● Passage cité:

┌──

NOMS QUI MENTIONNENT DES TITRES OU DES DIGNITÉS RELIGIEUSES ET POLITIQUES.


Dignités ecclésiastiques.Bischof, évêque : Bischofsberg, Bichofsgrün, Bichofshaube (Haube, coiffe, bonnet), Bischofsheim, Bischofshofen, Bischofskirchen, Bischofsrode, Bischofstein, Bischofswerder, Bischofswies (Wiese, prairie), Bischofszell (Episcopi cella) ; Bischheim-am-Saum (demeure de l’évêque-sur-la-lisière : Saum, ourlet, rebord ; bordure), qui fut ainsi nommée par Clovis, en l’honneur de saint Remi ; — Bischwiller (Episcopi villa), etc.

Abt, abbé (du lat. abbas, syriaque abba, père) : Abtsdorf, Abtenau, Abtenburg ; — Appenzell (des Abtes Zelle ; parce que l’abbé de Saint-Gall bâtit une église et un petit couvent dans cette localité qui est devenue le chef-lieu d’un canton), — Aetighoffen (écrit jadis Aebtikoffen ; du celt. atta [père], mot qui offre le même sens que Abt.

Pfaff, jad. curé (dans l’Allemagne septentrionale, on rencontre la forme pape) : Pfaffenberg, Pfaffendorf (dix villages de ce nom en Prusse), Pfaffengrün, Pfaffenhausen, -heim, -hofen, -münster, -reut, -rode, -roth, -see, -thal, -wasser (lac), -wasserweiler, -wasserwerth ; — Papenbrook (bas sax. brook = Bruch, marais), Papenburg, -dorf, -hagen, etc. — Pfaffe a aussi le sens de bouvreuil, à cause de sa couleur noire ou parce qu’il paraît attentif et réfléchi.

Le mot Pfarrer (curé ; parochus, jad. peu usité, se trouve dans Pfarrkirchen.

Propst, prévôt : Probsting (ing p. 196).

└──

● Entrées fournies:
┌──

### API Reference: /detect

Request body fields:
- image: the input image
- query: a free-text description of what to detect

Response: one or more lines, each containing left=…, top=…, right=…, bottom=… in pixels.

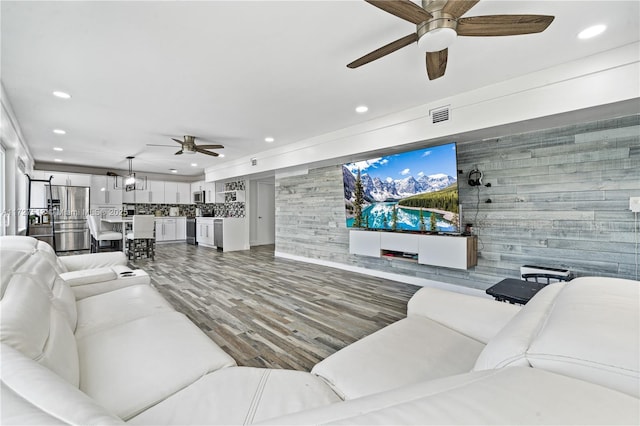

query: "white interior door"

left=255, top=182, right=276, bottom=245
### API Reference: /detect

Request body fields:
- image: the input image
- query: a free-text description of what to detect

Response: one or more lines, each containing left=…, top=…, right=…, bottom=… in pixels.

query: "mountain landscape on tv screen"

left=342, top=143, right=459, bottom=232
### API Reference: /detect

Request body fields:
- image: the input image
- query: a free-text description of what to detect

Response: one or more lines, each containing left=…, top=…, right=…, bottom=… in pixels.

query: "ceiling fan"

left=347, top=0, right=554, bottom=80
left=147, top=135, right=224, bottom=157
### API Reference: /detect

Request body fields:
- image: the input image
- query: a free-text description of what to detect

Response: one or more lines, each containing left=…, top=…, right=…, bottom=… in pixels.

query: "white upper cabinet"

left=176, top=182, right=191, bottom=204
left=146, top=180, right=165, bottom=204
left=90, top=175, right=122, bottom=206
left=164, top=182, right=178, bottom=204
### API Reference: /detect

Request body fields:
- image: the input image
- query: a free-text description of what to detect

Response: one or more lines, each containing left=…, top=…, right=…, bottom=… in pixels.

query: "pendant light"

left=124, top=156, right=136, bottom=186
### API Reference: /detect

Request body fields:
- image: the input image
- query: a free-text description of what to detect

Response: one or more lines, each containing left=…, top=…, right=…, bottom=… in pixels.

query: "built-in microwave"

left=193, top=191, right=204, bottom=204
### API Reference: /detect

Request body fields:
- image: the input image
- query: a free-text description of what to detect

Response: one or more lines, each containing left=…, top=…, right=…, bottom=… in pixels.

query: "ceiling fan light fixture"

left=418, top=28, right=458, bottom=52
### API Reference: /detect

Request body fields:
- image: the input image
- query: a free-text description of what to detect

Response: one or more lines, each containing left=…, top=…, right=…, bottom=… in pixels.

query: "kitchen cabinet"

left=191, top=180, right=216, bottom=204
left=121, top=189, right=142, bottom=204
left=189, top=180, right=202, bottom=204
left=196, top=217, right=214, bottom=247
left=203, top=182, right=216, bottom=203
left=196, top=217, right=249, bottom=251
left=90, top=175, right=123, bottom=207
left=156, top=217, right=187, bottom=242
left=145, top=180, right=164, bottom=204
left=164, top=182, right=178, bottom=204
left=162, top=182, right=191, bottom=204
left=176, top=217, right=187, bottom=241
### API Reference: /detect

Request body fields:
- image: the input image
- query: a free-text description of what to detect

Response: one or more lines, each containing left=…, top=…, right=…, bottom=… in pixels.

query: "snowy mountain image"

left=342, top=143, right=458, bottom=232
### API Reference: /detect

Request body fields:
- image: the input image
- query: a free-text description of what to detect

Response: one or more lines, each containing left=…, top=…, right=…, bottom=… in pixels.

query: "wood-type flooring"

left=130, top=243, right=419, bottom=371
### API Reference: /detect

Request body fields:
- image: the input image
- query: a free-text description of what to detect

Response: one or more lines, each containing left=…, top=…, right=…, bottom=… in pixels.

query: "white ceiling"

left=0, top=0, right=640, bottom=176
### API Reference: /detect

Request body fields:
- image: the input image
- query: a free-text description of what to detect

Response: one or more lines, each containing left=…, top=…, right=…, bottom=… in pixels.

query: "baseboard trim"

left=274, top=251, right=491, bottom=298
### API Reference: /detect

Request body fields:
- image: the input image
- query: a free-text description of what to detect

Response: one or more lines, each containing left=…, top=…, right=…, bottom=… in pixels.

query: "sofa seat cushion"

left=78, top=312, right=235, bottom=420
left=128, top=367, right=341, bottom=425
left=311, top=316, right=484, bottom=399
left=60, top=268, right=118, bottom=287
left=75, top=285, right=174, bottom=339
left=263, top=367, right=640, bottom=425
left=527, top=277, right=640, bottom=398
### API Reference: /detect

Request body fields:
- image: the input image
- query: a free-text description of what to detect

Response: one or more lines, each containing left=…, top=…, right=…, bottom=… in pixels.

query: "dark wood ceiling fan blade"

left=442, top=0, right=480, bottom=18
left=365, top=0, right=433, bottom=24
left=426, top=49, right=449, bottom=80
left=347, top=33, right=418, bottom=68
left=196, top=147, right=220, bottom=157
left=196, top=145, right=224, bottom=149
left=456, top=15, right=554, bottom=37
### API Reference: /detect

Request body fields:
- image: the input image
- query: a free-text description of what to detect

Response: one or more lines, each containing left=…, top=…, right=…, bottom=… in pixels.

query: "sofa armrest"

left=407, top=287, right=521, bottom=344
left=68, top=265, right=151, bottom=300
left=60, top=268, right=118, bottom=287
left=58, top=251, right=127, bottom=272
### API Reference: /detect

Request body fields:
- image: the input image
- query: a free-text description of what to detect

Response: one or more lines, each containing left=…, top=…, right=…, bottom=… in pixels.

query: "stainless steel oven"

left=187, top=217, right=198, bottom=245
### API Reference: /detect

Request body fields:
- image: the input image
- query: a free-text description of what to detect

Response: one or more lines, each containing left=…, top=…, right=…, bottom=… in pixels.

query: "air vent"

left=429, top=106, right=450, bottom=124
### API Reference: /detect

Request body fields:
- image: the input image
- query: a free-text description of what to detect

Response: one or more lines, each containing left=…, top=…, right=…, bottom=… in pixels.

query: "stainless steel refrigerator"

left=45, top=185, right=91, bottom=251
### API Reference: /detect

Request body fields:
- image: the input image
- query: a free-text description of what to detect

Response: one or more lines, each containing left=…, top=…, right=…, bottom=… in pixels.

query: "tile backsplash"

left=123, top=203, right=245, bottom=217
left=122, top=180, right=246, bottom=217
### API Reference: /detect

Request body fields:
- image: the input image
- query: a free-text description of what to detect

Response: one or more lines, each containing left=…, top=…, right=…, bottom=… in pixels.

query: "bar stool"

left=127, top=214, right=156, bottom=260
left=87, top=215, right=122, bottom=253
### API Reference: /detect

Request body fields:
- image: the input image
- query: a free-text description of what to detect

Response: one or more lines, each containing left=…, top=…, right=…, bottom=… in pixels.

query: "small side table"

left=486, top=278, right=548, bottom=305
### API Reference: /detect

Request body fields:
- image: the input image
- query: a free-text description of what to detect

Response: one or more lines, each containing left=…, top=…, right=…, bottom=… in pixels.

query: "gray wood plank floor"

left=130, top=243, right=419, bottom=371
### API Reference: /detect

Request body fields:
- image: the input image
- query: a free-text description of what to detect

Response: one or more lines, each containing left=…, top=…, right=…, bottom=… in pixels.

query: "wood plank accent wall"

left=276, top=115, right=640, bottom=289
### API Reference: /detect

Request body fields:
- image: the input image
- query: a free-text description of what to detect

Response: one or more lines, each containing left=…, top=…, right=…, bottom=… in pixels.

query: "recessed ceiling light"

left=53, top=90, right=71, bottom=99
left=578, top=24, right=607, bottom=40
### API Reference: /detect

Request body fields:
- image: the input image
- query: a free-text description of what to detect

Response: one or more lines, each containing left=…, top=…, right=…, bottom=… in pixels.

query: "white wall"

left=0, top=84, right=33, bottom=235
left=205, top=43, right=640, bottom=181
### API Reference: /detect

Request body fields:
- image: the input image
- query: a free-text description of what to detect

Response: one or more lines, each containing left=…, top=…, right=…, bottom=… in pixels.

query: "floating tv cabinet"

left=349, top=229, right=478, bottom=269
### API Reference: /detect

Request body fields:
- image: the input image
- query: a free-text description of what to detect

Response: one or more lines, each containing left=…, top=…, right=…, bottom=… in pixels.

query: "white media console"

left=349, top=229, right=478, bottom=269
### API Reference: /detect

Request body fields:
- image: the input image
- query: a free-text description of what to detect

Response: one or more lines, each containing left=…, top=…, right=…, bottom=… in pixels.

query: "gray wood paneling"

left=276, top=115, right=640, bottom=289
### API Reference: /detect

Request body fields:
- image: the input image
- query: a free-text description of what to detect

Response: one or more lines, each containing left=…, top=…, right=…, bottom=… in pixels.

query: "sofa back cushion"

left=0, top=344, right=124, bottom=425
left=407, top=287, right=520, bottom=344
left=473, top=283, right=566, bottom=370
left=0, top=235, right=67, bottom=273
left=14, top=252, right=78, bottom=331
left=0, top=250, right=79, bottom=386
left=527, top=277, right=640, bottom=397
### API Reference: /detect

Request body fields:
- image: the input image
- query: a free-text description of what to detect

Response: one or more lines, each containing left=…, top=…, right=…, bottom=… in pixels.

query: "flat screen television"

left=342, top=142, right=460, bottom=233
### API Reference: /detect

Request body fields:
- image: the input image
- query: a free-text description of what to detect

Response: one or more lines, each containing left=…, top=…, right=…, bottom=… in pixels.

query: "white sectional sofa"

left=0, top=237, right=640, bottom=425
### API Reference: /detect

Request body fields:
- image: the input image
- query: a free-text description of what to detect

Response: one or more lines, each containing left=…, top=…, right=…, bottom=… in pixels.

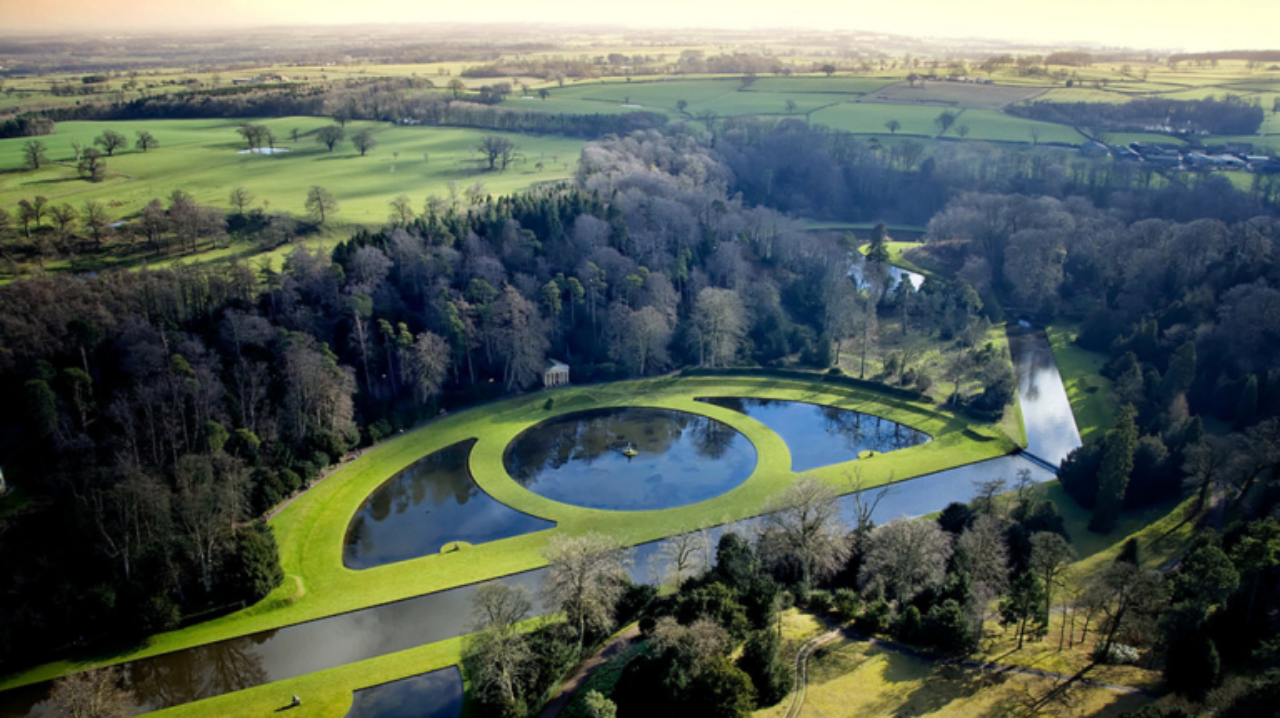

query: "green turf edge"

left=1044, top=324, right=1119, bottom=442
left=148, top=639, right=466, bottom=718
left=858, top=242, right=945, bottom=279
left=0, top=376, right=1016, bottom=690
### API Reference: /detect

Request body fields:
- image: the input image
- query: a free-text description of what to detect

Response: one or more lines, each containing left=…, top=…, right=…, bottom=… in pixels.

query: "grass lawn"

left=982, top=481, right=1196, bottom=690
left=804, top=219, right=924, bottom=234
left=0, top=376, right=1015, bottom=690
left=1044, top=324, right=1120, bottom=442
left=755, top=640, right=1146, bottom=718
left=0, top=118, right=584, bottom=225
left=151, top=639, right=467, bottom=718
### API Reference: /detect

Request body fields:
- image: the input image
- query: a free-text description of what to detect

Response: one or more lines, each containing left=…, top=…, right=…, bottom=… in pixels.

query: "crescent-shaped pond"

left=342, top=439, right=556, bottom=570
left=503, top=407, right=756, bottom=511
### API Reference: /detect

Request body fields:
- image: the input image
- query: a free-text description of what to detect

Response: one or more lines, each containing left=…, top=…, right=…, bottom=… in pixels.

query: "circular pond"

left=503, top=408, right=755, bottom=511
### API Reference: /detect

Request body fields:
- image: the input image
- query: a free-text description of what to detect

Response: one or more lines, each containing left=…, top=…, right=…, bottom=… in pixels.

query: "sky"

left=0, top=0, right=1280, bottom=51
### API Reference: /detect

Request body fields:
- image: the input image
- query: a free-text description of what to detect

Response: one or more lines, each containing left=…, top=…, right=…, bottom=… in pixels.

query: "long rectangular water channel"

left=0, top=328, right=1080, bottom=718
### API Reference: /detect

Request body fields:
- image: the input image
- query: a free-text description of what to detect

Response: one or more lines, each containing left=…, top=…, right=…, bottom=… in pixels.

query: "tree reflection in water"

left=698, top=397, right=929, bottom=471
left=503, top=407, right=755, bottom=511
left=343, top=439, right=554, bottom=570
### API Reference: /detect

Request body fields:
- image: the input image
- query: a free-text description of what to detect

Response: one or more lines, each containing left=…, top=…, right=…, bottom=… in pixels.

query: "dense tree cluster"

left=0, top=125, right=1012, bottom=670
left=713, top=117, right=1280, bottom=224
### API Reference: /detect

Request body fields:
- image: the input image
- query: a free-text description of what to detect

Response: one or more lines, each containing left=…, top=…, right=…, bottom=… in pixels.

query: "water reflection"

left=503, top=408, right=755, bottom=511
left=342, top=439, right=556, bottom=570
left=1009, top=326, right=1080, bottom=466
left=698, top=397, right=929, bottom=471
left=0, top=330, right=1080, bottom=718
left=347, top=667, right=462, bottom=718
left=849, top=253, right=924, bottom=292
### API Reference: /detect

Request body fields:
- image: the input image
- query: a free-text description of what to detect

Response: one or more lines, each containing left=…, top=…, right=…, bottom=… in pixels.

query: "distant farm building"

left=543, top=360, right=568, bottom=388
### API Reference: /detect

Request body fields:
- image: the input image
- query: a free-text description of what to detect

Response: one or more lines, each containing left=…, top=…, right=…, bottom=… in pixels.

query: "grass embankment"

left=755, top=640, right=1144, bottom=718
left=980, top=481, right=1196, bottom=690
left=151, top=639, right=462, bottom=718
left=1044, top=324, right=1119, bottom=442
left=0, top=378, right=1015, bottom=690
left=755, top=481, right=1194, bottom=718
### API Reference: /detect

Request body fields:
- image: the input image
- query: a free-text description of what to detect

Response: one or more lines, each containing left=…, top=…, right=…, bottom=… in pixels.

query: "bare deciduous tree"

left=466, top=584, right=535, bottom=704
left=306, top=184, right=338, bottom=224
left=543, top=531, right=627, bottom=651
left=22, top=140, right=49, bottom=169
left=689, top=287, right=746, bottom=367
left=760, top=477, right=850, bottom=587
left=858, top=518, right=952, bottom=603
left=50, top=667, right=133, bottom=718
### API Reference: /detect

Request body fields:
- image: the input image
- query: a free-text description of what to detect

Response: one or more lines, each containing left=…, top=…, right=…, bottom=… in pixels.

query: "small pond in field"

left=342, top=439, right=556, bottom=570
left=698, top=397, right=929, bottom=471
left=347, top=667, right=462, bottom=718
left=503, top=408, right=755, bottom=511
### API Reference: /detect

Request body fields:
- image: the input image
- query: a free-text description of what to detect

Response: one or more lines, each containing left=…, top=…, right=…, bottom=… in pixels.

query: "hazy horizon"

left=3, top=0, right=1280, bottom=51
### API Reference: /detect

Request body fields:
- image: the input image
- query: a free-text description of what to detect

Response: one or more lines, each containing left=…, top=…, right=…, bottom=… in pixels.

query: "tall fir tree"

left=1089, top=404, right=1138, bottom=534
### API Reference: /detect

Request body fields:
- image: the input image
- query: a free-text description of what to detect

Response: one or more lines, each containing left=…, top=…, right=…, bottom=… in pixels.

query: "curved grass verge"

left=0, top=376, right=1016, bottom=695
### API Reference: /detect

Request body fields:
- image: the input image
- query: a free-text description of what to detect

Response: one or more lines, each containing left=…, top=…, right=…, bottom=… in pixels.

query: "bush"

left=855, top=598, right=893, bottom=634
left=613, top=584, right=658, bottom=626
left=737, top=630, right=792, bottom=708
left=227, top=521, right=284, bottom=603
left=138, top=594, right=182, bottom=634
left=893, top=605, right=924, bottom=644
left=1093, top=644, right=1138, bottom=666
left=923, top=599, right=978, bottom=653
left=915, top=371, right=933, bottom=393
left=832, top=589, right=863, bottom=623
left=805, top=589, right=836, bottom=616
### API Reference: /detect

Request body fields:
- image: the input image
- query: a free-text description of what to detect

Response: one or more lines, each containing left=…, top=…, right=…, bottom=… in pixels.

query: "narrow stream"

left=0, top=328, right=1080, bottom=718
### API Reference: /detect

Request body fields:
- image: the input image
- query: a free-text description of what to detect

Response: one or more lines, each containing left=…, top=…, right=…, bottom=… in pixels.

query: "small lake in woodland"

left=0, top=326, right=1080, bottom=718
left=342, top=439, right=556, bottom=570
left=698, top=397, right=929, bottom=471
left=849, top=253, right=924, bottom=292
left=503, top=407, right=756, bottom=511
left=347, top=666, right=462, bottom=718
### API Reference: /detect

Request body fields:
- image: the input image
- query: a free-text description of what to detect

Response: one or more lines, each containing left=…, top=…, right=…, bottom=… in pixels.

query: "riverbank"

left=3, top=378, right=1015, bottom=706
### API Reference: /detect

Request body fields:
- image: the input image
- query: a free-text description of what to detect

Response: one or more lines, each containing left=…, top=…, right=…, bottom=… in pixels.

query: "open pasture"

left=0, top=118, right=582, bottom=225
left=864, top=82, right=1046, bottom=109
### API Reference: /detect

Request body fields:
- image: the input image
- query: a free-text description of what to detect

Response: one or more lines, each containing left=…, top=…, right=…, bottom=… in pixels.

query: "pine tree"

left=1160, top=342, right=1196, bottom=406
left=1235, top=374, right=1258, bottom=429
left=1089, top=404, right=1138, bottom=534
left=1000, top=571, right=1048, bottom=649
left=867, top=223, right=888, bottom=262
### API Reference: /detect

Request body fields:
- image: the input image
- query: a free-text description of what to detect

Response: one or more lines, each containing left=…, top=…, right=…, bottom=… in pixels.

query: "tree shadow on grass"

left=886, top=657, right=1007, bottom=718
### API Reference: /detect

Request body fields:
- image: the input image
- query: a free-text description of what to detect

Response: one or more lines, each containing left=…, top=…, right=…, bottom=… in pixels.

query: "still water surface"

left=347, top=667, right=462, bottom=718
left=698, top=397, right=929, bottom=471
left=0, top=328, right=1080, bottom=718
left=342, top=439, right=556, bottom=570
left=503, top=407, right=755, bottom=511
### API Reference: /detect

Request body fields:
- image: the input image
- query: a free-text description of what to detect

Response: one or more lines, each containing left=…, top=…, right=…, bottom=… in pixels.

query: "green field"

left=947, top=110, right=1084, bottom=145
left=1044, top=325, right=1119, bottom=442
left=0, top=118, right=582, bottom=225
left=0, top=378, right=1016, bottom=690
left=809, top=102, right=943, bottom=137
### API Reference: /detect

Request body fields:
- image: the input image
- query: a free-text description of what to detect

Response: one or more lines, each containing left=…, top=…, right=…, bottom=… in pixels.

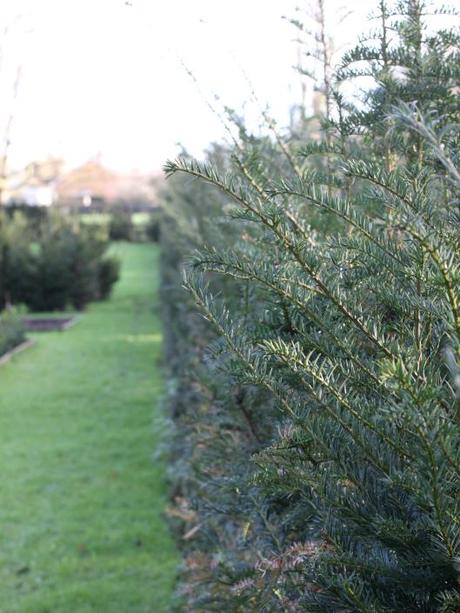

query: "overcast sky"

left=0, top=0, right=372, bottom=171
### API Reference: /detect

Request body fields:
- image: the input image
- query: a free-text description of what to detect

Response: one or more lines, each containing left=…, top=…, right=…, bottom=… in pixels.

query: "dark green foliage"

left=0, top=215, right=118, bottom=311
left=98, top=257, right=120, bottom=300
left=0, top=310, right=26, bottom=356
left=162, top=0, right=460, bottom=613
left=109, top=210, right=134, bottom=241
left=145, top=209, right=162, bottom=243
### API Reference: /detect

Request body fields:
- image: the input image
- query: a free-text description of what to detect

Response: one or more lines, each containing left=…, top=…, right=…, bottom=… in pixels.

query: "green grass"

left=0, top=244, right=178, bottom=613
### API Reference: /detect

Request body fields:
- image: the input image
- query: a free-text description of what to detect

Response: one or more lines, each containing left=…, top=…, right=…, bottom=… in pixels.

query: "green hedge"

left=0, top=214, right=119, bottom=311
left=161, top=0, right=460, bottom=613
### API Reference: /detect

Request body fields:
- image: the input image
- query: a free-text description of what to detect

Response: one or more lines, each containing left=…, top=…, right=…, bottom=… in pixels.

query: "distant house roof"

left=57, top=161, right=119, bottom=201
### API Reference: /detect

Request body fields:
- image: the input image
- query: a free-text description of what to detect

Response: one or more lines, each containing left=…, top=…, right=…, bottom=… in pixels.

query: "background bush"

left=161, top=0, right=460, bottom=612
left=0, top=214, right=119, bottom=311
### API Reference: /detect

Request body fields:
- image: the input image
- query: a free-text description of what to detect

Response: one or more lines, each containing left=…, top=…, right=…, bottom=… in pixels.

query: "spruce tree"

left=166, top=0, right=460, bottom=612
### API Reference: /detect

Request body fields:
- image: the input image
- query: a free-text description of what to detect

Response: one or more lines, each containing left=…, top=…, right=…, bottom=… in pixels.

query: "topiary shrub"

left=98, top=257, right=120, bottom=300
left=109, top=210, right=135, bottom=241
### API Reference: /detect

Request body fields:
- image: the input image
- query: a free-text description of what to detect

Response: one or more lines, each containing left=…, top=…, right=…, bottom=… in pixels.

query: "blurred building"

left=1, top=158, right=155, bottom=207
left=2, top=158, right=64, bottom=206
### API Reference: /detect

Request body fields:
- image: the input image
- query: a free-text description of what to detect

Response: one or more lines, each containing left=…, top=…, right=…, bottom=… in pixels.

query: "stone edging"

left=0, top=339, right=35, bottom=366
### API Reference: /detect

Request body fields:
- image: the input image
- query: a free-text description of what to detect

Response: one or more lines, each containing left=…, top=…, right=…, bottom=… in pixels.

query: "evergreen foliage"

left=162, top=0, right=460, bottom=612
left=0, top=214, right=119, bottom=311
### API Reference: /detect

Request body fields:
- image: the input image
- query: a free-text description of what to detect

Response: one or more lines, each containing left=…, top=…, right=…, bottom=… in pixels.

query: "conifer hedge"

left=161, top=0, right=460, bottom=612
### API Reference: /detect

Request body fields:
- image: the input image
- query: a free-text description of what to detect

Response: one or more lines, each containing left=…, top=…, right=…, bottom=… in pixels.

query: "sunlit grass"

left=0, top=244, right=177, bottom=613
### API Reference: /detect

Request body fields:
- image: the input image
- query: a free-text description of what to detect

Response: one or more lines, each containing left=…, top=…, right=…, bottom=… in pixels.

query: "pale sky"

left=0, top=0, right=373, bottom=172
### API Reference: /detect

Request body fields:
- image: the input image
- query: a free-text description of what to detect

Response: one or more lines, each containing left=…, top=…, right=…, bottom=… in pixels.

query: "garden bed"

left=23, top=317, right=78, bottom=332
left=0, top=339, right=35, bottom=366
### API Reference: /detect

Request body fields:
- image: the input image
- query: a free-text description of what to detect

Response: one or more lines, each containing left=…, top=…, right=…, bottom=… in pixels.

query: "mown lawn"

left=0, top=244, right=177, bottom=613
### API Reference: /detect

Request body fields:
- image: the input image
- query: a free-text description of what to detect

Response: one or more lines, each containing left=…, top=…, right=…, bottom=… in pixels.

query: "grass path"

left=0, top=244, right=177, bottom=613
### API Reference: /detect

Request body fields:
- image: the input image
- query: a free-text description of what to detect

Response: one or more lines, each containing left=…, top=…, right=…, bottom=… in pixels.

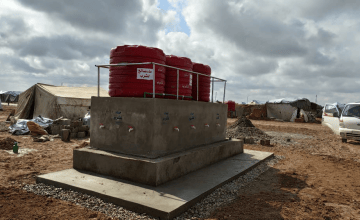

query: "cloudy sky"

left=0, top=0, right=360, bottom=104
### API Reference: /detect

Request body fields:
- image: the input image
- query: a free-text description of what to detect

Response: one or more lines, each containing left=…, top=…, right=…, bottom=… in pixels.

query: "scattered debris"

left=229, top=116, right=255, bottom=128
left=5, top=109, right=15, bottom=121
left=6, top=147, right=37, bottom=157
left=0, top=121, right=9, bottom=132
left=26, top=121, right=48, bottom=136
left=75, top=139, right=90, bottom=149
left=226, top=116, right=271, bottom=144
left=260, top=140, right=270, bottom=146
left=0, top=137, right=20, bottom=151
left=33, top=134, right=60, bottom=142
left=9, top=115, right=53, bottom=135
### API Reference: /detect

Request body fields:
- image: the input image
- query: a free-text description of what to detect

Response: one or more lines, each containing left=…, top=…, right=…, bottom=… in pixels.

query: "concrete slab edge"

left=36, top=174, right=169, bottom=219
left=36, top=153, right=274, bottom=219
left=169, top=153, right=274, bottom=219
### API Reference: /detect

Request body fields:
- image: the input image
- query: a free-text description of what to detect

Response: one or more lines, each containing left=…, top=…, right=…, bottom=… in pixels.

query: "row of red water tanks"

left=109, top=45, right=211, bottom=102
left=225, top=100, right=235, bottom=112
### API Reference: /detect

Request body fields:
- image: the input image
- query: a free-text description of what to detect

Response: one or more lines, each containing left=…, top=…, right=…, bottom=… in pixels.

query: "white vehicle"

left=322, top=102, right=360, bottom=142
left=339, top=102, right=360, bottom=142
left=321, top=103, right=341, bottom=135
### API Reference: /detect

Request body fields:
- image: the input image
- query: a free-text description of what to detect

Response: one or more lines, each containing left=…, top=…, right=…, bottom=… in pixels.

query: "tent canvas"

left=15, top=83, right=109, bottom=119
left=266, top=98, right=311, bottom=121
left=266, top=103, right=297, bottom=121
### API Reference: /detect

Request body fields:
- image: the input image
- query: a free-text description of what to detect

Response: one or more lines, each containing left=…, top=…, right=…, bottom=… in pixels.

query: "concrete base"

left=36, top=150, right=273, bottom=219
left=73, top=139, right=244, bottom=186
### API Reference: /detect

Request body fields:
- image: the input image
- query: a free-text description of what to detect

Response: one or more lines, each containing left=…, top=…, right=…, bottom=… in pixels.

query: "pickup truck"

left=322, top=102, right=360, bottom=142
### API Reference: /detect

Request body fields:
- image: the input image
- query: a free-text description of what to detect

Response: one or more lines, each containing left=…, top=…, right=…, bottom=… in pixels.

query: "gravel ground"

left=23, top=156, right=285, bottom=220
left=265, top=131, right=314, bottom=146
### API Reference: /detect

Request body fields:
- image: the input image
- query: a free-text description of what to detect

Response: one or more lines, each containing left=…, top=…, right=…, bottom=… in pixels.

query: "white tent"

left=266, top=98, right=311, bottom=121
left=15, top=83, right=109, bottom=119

└──

● À faire:
- A) Répondez à ces questions sur le passage consacré aux noms de lieux tirés des dignités religieuses :
(i) Qui donna son nom à Bischheim-am-Saum, et en l'honneur de qui ?
(ii) Quelle forme du mot Pfaff rencontre-t-on dans l'Allemagne septentrionale ?
(iii) Dans quel nom de lieu trouve-t-on le mot Pfarrer ?
- B) Poursuivez le passage sur les noms de lieux tirés des dignités religieuses à la suite de sa dernière phrase.

● Réponses par tâche:
- A)
(i) Clovis, en l'honneur de saint Remi.
(ii) La forme pape.
(iii) Pfarrkirchen.

- B)
Mönch, moine, religieux (lat. monachus, primit. solitaire) : le Mönch (sommet de la Finsteraarhorngruppe, dans lequel les bergers des Alpes trouvent une certaine ressemblance avec l’aspect d’un moine), Munich ou München (ville appelée das deutsche Athen, et dont le nom signifie : aux moines)[1] ; — Münch, Münchberg, Müncheberg (lac), Münchehof, Münchenau, Münchenberg, Münchendorf, Münchenhagen, Müncheroda, Münchhausen, Münchhof, Münchholzhausen, Münchingen, Münchroth, Münchsberg, Münchshof, Münchmünster, Münchweiler, etc. ; — Monninghausen ; — Monckholm (Norwège ; Holm, colline ; petite île), etc.

Einsiedler, ermite (de ein = un et de Siedler, celui qui s’établit, qui s’est établi [au milieu] = sedens, insidens ; puis, ce mot a eu le sens de colon) ; Einsiedelei, ermitage : Einsiedlen (en franç. l’Hermitage ou Notre-Dame des Hermites ; en lat. Cœnobium D. Virginis ad Eremitas, Eremus Deiparæ, Monasterium Eremitarum ; en all., das Stift Einsiedlen ou St. Meinrads Cell in dem finstern Wald), abbaye de Bénédictins et un des principaux lieux de pèlerinage de la Suisse : ce n’était qu’une forêt sombre et un désert affreux qui, comme les deux tiers de la Suisse, fut défrichée par les moines ; cette contrée se nomme encore aujourd’hui : Finster Wald (forêt obscure) ; Klein Einsiedlen (ou Eremus minor Deiparæ, pour le distinguer de celui de Sewen nommé Eremus Major), en Alsace, etc.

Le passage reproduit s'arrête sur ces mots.